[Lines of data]
+ + + + +

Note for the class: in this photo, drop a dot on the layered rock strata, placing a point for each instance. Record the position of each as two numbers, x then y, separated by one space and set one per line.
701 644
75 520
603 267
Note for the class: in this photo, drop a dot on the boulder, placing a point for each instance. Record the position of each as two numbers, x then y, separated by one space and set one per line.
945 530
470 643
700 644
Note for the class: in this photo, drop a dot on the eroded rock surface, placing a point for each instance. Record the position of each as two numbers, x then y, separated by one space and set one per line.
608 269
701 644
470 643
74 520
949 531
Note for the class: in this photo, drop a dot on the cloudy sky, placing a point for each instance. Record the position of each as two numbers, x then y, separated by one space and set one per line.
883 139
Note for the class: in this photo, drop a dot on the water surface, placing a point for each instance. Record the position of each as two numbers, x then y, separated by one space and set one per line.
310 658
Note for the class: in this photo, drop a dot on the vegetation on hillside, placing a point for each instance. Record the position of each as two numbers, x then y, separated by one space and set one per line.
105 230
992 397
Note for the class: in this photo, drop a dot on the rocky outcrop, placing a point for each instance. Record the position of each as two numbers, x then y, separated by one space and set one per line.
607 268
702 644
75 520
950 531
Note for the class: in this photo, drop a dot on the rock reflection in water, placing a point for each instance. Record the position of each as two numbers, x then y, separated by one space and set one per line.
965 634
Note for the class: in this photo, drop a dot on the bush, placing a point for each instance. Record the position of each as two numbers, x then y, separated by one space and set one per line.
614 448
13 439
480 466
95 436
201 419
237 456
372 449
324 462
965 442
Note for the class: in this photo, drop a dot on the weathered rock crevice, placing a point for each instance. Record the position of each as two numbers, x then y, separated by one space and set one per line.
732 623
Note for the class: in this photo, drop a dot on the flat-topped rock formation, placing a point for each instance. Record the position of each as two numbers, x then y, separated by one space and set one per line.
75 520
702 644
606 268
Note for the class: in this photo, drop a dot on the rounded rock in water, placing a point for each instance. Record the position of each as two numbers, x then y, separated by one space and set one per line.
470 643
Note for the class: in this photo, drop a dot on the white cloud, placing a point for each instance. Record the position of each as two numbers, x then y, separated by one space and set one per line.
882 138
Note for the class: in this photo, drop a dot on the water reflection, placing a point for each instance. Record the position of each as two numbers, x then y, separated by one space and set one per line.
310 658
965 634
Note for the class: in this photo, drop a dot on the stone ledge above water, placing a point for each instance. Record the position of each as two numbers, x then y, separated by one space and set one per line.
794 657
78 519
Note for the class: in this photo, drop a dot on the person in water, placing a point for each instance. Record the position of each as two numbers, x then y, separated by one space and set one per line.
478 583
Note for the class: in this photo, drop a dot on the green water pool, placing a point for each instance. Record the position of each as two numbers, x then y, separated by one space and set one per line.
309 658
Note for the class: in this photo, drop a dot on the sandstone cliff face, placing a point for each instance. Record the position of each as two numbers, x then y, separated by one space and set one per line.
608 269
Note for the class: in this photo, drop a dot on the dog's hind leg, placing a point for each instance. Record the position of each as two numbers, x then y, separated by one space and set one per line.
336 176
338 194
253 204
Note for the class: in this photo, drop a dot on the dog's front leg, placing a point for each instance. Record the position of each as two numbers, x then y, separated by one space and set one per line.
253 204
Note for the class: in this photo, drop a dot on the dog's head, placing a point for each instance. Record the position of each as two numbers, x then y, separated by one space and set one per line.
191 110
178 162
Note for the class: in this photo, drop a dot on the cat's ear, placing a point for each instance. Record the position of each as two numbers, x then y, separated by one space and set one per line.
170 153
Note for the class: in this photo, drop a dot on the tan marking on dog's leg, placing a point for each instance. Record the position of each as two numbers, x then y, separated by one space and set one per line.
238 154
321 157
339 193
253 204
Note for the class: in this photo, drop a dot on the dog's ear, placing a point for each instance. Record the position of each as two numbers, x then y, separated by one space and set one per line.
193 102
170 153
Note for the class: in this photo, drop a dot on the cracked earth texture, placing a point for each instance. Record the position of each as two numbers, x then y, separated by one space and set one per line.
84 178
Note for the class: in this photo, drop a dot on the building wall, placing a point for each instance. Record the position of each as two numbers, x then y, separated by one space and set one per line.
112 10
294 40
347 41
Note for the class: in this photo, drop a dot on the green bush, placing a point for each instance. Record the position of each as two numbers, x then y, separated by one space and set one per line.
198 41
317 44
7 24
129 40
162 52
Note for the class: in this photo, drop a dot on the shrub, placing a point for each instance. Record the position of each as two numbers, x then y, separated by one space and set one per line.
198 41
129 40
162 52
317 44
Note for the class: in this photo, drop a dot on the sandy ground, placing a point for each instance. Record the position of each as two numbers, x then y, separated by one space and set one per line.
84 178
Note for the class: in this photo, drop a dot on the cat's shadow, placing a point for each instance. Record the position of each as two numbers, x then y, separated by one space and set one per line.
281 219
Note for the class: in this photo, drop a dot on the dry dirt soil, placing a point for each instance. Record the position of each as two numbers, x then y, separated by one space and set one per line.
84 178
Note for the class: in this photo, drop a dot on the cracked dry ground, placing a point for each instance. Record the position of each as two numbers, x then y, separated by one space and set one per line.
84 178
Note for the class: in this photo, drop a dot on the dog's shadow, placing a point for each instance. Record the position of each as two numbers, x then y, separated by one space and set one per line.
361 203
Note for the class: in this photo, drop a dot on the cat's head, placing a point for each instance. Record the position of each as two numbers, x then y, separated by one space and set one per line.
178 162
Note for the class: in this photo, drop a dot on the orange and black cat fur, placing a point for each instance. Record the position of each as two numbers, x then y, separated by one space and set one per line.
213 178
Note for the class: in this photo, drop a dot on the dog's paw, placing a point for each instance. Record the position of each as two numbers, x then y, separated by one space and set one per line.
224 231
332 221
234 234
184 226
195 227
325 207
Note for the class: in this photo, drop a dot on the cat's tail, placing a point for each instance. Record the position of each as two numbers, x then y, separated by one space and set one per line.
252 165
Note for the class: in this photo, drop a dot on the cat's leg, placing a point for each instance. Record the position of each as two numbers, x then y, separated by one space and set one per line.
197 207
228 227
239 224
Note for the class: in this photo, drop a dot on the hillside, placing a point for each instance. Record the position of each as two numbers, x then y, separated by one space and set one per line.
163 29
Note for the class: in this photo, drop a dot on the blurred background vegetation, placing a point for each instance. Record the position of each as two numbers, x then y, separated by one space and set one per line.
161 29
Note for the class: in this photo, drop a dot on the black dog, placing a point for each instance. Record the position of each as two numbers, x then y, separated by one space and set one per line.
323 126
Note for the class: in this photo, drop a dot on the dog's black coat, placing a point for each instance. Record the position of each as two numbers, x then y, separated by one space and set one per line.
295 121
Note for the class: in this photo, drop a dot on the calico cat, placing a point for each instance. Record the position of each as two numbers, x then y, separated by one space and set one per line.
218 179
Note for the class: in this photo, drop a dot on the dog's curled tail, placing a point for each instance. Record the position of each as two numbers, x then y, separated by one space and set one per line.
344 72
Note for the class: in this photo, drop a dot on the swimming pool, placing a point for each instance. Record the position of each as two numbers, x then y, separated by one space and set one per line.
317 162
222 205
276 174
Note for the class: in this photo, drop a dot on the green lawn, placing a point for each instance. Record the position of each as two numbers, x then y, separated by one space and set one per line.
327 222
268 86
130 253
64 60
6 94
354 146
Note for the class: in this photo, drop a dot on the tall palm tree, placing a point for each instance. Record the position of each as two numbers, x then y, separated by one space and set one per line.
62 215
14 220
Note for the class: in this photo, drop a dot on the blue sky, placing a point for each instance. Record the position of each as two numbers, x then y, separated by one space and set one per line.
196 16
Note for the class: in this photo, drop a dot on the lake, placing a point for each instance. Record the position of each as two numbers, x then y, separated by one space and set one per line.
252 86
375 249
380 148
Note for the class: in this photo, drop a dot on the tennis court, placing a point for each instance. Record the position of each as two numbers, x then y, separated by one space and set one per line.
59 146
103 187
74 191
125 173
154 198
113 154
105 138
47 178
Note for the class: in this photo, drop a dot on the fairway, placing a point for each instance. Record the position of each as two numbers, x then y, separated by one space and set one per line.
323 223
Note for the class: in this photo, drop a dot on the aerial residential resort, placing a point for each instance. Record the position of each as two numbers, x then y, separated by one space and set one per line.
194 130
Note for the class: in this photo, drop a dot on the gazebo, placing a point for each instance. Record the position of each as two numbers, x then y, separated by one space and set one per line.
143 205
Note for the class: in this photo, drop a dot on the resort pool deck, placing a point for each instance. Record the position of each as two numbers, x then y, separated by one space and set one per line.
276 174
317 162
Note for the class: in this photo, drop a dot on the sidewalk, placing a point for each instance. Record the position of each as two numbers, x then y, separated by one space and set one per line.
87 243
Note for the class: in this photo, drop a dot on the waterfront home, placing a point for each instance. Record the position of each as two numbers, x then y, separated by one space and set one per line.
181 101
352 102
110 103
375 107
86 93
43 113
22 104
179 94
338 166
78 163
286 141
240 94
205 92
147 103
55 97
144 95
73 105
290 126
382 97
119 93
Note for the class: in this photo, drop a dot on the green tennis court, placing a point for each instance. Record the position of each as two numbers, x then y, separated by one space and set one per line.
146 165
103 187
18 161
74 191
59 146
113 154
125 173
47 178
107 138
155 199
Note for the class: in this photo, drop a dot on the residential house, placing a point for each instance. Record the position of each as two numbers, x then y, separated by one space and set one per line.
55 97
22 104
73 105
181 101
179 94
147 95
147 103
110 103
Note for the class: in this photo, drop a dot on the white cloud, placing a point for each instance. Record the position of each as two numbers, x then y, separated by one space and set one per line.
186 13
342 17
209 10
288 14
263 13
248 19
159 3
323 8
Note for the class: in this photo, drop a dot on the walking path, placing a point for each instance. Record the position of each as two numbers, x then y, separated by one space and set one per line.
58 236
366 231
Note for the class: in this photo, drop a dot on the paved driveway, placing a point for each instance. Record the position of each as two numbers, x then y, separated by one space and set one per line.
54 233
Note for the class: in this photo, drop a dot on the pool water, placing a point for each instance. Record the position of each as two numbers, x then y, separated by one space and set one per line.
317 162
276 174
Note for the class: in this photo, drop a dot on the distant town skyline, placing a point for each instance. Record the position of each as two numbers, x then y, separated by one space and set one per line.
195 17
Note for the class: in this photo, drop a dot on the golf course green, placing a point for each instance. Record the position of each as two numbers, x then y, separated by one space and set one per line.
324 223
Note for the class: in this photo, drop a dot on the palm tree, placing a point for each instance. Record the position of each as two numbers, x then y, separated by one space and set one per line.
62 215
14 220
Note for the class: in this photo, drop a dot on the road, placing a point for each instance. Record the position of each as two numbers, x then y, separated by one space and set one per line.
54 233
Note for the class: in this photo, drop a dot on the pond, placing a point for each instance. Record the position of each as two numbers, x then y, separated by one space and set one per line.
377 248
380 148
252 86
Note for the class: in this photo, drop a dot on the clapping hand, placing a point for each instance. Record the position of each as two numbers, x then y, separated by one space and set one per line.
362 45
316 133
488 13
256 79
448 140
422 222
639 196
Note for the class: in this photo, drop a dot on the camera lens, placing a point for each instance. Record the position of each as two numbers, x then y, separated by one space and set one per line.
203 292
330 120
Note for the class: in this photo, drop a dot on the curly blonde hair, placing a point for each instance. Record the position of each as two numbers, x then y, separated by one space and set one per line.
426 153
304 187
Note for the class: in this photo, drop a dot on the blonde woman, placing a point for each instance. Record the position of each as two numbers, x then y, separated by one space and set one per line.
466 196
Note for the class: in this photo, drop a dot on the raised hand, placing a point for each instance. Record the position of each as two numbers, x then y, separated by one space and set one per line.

+ + + + +

### WRITTEN INSTRUCTION
Starting with the line that contains "on the clapping" and going on through the end of the rows, write those lines out again, swapping "blonde" for "golden" and leaving everything else unchanged.

### TASK RESPONSE
Note for the class: in this photo, drop a dot on the clapping hand, placing a point for each instance. Record the position of each as two numbers, x then y, separated by one space and set one per line.
362 45
316 133
488 13
256 79
448 140
422 222
639 196
Note for the class: in this photo, drop a dot on the camera lens, placing a point for each instance. Record the position of each as two numbers, x then y, separated by one space and set one per line.
203 292
330 120
Note for the class: in this photo, drop a dot on the curly golden hair, placing a point for each instance. Record the position of each as two numbers, x then y, separated by one space and set one per line.
426 153
304 187
Note for the class: in this photo, drop a dot on the golden woman, placing a point for each instance. Record the position of each as two numbers, x then y, separated by one space and set one per line.
466 196
Note for the class: in this photo, drop a dot on the raised hand, placing a point for each instance. Record the position of each as two numbers, x then y, separated by one space and set one per line.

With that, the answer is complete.